PROBLEM REQUIREMENTS: Check every line of the data for the string "waterfall" and copy the ones that have it.

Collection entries
== Segment start ==
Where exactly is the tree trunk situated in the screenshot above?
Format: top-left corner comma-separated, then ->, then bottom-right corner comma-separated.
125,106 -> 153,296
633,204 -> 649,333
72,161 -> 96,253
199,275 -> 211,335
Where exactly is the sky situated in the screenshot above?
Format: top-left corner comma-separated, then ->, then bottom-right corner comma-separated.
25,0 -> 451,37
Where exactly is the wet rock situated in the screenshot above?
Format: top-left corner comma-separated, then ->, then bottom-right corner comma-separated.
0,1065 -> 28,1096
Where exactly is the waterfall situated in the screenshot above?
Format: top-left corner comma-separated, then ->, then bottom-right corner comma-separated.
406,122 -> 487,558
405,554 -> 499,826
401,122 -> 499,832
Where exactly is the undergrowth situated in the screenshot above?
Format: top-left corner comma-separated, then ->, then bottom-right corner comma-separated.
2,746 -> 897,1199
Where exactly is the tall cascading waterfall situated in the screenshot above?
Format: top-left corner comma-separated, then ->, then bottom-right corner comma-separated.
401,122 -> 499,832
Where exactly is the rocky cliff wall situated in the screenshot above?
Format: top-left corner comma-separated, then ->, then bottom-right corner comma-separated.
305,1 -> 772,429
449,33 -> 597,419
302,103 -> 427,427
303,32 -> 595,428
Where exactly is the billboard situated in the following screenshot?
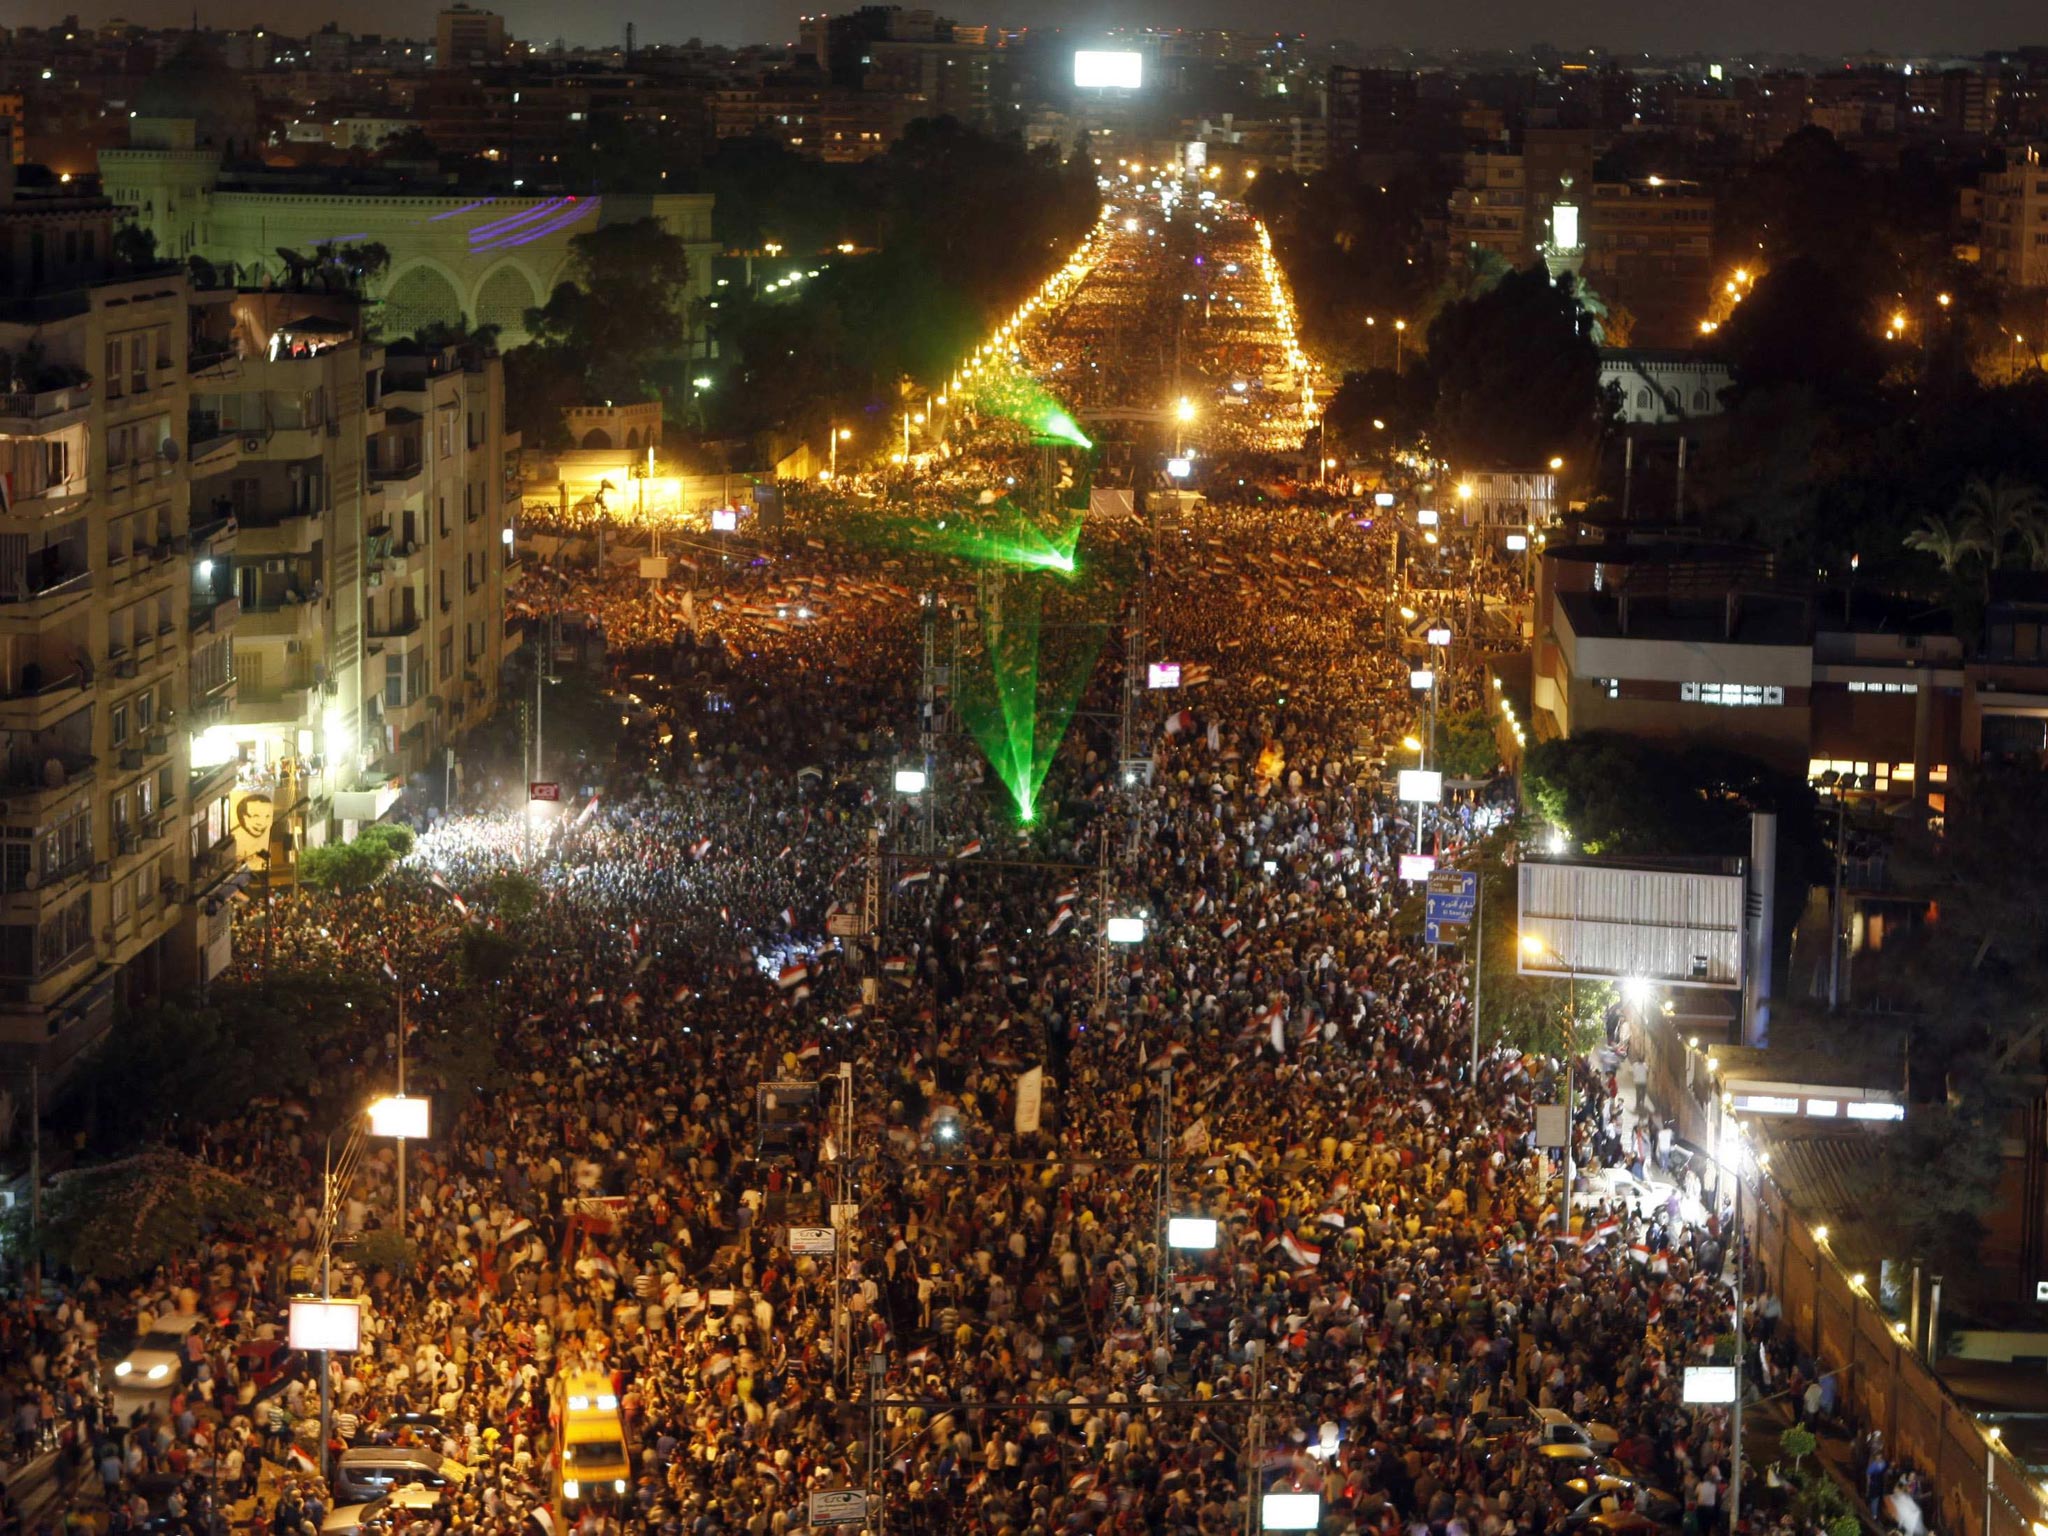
== Segment end ==
SOLUTION BELOW:
Where exactly is the waterfall situated in the screenshot above?
Where exactly is the tall cascading waterfall situated in the screenshot above?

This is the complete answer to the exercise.